(SOURCE EXTRACT)
Social-Democratic Denmark Shows How to Respond to Coronavirus
The US and UK responses to coronavirus have failed miserably. But Denmark has moved swiftly to help workers by protecting wages and preventing layoffs — showing yet again, in the midst of a pandemic, that we’d all be better off living in a social democracy.
While Britain remains stubbornly open for business (and contagion), Denmark is preparing to deal with the economic fallout from the coronavirus recession.
This Sunday, the Danish government struck a historical deal with trade unions and employers’ associations to stop mass layoffs during the quarantine. During the next three months, the state will cover 75 percent of the wages of workers threatened by job loss, up to $3,300. Companies will cover the remaining 25 percent, while workers will give up five days of paid vacation time — in other words, work five days for free.
The deal covers companies who would have to lay off at least 30 percent of staff, or fifty staff or more. In return, companies commit to not lay off any staff for economic reasons while they’re receiving state compensation.
Covering 75 percent of wages may seem like a huge investment for the state, but it is much smaller than it seems. Layoffs mean lost tax income and expenses to unemployment benefits. Instead of losing the money, subsidizing wages provides the state with an opportunity to spend it. Rather than a handout to companies, it’s an investment in maintaining economic confidence and an attempt to avoid a more costly economic crisis.
Initially, money has been set aside to cover 2.5 percent of all non-public employees, but the Social Democratic government is willing to put the full financial power of the state behind the deal: “There is no ceiling,” finance minister Nicolai Wammen said as the deal was unveiled this Sunday.
The Danish Model
This deal shows the resilience of the Danish model of tripartite employment relations, which has been declared dead on many occasions during the last decade. However, even though it gives a boost to Denmark’s social democratic version of corporatism, it remains under attack.
Currently, collective bargaining agreements are being negotiated on unusually uneven grounds, as the coronavirus leaves unions without the threat of industrial action. Many unions demand a suspension of negotiations until after the quarantine, but the Social Democratic government has so far ignored them.
The deal also shows some of the weaknesses of the Danish model: the self-employed, owner-managers, and people on casual and zero-hour contracts are not covered. They are already among the hardest hit, but poorly represented by interest organizations. Meanwhile, the quarantine drains the limited benefits of the unemployed.
What will happen after three months remains an open question. Many employers, especially in the hospitality industry, expect a much longer downturn. Such employers would rather lay off workers than pay 25 percent for staff they don’t and won’t need. However, the resolute commitment of the government and the popularity of these measures may open the door for similar policies in the future.
“The echo of what we are doing now will be heard into the future. Now we are laying the tracks for companies and employees to get well through the crisis,” said prime minister Mette Frederiksen.
A New Paradigm?
From an international perspective, this is interesting, especially given how deeply the failure to contain the pandemic in the UK and United States is connected to the wish to keep the economy going. Denmark, with its protection of employment and its solidary sick-pay rights, looks much better suited to weather the economic storm.
These policies also make people and companies more likely to respect the quarantine: workers’ rights aid conditions are also a matter of public health. In other countries, many will face evictions and be unable to self-quarantine unless moratoriums are put in place or effective rent and mortgage strikes organized.
The question is whether this deal is merely a temporary return to classical social-democratic corporatism, or a step toward a new post-neoliberal economic paradigm. To build something more lasting, the Danish government would have to reckon with the fact that a new paradigm will have to be adapted to conditions of negative or zero growth, and effectively aim to distribute — or redistribute — losses.
(End SOURCE EXTRACT)
(RECORDED DATA)
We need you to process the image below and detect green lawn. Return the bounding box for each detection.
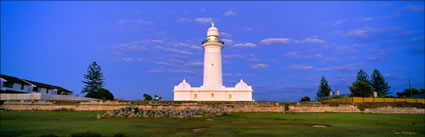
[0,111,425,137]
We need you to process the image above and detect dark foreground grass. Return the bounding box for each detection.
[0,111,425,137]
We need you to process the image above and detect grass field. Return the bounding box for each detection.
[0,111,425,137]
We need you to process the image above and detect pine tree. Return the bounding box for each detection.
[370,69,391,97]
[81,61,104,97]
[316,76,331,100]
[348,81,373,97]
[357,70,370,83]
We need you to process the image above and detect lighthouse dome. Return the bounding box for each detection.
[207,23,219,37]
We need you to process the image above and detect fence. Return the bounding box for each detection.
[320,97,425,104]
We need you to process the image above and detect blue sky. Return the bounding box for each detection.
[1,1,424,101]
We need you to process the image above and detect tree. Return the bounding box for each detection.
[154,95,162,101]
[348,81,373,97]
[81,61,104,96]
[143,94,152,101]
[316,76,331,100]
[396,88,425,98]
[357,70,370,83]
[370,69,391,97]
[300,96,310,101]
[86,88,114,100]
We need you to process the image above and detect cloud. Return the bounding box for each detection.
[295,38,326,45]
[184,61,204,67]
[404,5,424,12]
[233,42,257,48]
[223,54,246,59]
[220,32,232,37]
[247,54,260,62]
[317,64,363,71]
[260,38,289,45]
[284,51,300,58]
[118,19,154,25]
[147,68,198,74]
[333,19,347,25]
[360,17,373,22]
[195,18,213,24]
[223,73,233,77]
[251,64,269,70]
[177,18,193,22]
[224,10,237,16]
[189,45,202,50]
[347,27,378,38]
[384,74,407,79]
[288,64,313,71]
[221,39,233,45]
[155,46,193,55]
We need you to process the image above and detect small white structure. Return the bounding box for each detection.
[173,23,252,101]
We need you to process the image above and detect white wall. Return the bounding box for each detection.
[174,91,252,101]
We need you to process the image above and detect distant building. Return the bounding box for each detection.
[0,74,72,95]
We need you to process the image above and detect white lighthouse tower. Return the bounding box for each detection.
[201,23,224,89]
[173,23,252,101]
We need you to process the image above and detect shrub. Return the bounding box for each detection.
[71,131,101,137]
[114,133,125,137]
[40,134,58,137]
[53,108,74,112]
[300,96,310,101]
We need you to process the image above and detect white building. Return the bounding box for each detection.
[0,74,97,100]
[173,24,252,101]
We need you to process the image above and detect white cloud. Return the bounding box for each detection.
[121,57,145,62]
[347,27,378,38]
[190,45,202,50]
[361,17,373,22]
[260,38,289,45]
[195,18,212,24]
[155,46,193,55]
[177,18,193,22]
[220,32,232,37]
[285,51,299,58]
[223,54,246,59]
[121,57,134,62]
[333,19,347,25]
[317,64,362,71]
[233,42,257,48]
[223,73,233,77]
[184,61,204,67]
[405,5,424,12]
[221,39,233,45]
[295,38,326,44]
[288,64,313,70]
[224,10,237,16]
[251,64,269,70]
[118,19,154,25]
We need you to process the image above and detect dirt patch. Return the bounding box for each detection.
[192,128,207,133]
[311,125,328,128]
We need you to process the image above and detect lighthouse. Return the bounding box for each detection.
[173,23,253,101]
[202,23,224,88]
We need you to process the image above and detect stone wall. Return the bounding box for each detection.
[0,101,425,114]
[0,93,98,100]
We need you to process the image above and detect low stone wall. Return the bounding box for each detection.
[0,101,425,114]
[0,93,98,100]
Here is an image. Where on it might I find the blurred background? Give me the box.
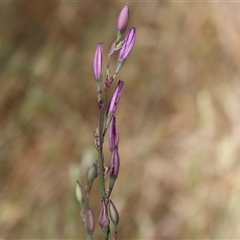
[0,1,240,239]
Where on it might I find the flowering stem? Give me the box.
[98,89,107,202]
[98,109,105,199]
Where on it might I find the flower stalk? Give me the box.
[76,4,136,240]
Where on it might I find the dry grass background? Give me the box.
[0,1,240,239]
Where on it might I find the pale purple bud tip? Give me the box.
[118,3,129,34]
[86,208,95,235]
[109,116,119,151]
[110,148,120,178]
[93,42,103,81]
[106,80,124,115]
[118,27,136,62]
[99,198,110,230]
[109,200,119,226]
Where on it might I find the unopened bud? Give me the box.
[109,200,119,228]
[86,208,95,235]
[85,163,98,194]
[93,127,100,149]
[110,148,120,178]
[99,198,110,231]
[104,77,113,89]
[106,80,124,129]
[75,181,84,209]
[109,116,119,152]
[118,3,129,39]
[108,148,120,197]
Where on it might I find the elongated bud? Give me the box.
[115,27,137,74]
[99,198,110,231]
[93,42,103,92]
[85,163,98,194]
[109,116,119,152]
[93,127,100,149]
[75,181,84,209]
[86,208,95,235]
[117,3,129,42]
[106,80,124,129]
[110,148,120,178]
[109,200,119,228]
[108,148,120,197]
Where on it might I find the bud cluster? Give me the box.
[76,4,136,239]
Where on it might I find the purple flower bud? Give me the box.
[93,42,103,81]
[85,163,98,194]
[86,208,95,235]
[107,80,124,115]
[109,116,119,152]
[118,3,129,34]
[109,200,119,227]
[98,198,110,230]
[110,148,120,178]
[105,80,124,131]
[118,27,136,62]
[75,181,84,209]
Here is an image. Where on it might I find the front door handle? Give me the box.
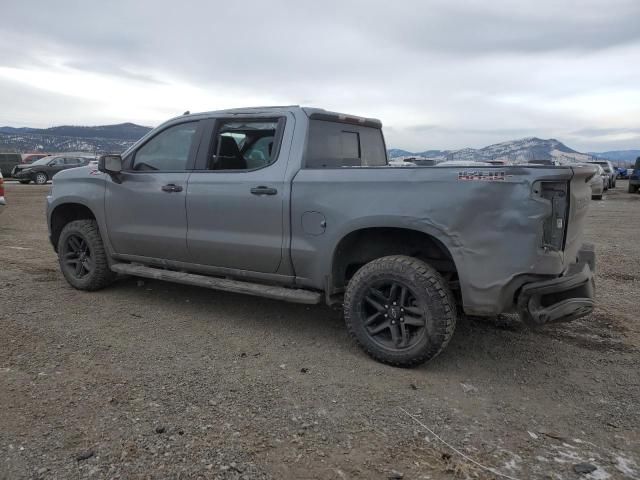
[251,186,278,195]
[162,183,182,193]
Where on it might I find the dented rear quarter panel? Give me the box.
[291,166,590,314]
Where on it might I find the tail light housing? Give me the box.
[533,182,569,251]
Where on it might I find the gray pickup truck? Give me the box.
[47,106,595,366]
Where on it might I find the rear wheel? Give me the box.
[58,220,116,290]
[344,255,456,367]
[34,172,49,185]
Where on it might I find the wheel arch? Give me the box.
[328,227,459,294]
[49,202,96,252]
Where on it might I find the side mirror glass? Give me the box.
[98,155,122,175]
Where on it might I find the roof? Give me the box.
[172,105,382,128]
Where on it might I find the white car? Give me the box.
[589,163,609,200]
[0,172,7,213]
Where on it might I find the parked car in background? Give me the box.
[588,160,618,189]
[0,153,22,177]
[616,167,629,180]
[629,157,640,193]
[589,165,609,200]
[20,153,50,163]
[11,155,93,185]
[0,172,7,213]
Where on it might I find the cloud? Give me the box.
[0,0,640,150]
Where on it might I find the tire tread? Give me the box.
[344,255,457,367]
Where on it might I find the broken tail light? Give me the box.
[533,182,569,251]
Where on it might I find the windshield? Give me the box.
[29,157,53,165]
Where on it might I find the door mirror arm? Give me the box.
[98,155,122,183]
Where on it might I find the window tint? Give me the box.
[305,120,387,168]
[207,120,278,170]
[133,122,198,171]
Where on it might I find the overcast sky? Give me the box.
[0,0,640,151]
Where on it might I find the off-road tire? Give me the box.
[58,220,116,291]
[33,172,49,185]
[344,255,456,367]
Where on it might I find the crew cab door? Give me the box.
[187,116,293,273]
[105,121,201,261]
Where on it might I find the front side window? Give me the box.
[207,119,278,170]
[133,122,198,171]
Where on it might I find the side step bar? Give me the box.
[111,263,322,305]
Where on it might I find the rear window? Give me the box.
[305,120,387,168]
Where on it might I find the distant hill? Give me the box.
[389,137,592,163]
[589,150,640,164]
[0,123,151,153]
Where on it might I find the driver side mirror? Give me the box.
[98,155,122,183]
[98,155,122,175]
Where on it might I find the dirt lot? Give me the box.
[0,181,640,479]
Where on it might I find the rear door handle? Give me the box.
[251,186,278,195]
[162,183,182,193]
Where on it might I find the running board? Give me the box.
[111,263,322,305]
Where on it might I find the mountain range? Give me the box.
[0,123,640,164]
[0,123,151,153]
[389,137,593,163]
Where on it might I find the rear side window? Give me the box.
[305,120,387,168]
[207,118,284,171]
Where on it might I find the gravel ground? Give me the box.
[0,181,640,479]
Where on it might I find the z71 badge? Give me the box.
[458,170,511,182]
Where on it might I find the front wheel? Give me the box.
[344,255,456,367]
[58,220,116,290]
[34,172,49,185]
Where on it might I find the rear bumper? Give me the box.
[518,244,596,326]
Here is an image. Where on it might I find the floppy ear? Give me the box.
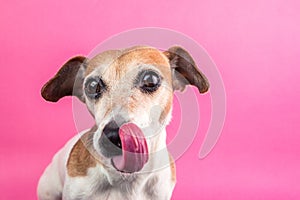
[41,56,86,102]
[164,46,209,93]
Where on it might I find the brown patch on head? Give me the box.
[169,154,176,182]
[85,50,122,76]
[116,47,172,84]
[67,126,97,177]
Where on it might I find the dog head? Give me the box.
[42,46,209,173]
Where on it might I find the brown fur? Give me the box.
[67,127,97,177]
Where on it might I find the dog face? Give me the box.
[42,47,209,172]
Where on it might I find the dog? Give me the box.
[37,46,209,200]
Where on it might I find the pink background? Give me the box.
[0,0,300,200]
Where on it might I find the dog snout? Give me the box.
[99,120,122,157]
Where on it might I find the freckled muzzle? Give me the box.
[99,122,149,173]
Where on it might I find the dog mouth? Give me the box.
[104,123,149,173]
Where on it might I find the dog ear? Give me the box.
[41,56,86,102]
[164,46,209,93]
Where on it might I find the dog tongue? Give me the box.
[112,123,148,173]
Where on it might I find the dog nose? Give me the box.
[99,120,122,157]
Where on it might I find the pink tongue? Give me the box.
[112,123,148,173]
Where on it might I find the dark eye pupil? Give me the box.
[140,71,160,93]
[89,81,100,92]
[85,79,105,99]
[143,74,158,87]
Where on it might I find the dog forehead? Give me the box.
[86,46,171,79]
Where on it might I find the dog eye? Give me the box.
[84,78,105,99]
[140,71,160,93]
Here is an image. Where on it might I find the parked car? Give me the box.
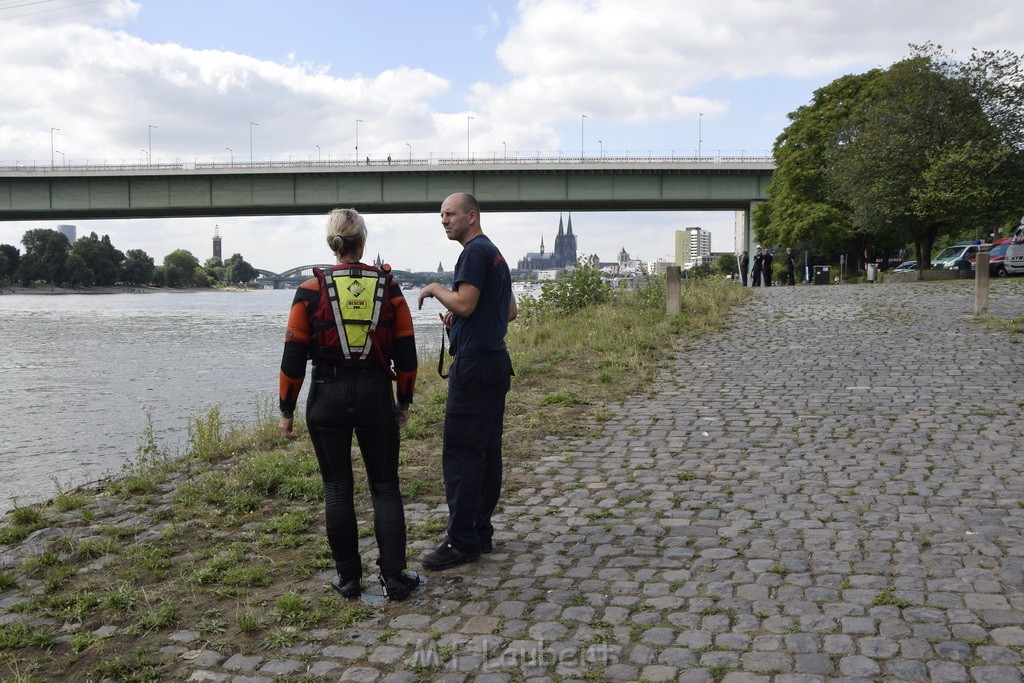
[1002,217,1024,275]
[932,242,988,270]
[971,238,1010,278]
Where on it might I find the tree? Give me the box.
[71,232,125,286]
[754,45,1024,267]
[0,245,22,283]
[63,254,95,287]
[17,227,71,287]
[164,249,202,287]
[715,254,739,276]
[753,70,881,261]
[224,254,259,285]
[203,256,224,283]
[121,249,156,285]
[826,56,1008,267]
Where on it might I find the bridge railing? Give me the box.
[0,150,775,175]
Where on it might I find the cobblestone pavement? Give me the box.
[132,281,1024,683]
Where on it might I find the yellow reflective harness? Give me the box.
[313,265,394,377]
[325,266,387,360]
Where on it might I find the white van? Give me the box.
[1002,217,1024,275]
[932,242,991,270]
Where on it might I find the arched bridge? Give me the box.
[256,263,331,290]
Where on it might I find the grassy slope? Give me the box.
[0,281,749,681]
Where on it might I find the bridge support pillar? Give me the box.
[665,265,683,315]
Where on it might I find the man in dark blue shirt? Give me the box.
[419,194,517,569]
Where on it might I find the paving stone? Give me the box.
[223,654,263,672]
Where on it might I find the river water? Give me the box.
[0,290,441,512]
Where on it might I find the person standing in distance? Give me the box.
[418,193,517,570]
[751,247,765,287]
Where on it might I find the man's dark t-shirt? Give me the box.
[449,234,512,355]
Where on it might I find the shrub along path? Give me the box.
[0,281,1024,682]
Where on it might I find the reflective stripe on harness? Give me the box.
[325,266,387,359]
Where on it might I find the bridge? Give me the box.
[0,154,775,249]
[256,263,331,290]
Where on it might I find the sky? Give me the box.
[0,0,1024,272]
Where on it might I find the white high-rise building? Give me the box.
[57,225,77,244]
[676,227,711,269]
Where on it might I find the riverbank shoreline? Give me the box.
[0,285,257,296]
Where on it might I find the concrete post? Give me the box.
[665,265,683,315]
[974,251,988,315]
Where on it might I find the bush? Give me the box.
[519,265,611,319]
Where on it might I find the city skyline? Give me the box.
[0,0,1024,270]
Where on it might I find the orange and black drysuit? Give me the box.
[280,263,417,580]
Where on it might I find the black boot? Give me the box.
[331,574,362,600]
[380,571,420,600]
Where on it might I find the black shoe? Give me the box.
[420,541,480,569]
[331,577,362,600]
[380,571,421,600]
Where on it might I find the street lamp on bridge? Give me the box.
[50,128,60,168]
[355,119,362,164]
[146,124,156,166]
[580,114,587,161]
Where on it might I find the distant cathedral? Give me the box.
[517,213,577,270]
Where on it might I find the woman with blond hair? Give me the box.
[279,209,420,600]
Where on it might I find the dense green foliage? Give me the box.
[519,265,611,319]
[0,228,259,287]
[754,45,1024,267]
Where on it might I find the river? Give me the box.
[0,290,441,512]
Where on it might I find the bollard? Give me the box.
(End RECORDED DATA)
● PARTS OF THE EXERCISE
1. In the article on Denmark's coronavirus response, which parties struck the deal to stop mass layoffs during the quarantine? List them all.
2. According to the article on Denmark's coronavirus response, what share of threatened workers' wages will the state cover, and up to what amount?
3. Decide whether each statement agrees with the article on Denmark's coronavirus response, and quote the words that settle it.
(a) The wage deal runs for six months.
(b) Workers give up five days of paid vacation time under the deal.
(c) The self-employed are covered by the deal.

● RESULTS
1.
- The Danish government
- Trade unions
- Employers' associations

2. The state will cover 75 percent of their wages, up to $3,300.

3.
(a) No: "During the next three months, the state will cover 75 percent of the wages of workers threatened by job loss"
(b) Yes: "workers will give up five days of paid vacation time"
(c) No: "the self-employed, owner-managers, and people on casual and zero-hour contracts are not covered"